* Consegna: Secondo il brano su Elia e Jezabele, per quale motivo Ieu, figlio di Nimsi, prese il potere in Israele?

* Brano:
# # # # # # #

Anche noi talvolta ci lasciamo prendere dallo scoramento osservando quanto poco interesse abbiano i nostri contemporanei nelle cose di Dio. Constatiamo la superficialità delle cose religiose, l’assenza di interesse per le cose di Dio, il relativismo diffuso a tutti i livelli, compresa la gerarchia ecclesiastica, e ci lasciamo prendere dal sentimento di Elia: “Sono rimasto solo o siamo rimasti in pochi “. Non è così, naturalmente. Il Signore guarda lo spirito dell’uomo e certamente ha molti più fedeli di quanto noi possiamo immaginare. Un notabile arabo che visitò l’Europa nella seconda metà dell’ottocento, a chi gli chiedeva come avesse trovato il mondo cristiano rispondeva di aver trovato più islamici (sottomessi a Dio) in occidente che non in Arabia. Ad un occhio attento penso che le cose non siano cambiate e che ci siano tante persone credenti e di fede che ai nostri occhi cisposi e velati non appaiono.
La storia di Jezabele finisce qui? No, di certo. Anzi adesso viene il bello.
[30]Acab figlio di Omri fece ciò che è male agli occhi del Signore, peggio di tutti i suoi predecessori. (1Re cap. 16). Sorpreso da Elia mentre usurpava la vigna di Nabot, si stacciò le vesti, si coprì di sacco e fece penitenza dei suoi peccati. Ma il lupo perde il pelo, ma non il vizio e continuò nelle sue malefatte. Con un pretesto attaccò guerra ad un vicino e durante la battaglia una freccia scagliata a caso, nel mucchio, colpì proprio Acab tra le maglie dell’armatura e la corazza. Sentendosi ferito, Acab ordinò al cocchiere di tirarsi fuori dalla mischia. Il sangue colava dalla ferita e si raccoglieva sul fondo del carro da battaglia e alla sera il re morì. Lo portarono a Samaria e lo seppellirono. [38]Il carro fu lavato nella piscina di Samaria dove si lavavano le prostitute e i cani leccarono il suo sangue, secondo la parola pronunziata dal Signore. (1Re cap. 22)
Sull’Oreb il Signore aveva ordinato ad Elia di ungere re di Israele Ieu, figlio di Nimsi. Pertanto Ieu prese il potere. Se Jezabele era sanguinaria in Ieu aveva trovato pane per i suoi denti. Unto re di Israele Ieu fa strage di figli, parenti e amici del re. Per la morte di Jezabele cedo la parola al cronista biblico.

# # # # # # #

* Materiale fornito:
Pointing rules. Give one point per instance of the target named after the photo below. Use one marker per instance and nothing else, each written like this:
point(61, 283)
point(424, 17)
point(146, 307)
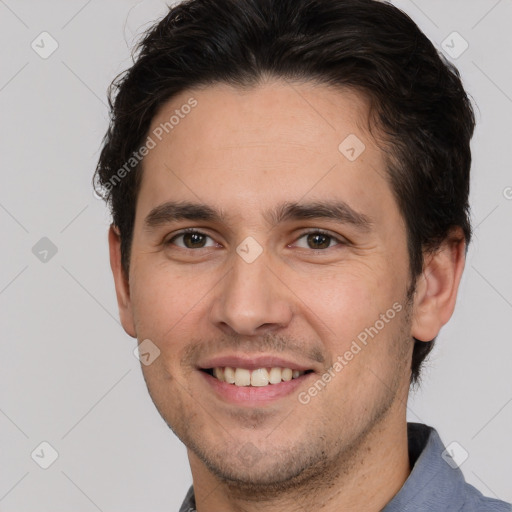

# # # # # # #

* Soluzione: Ieu prese il potere perché sull'Oreb il Signore aveva ordinato ad Elia di ungerlo re di Israele.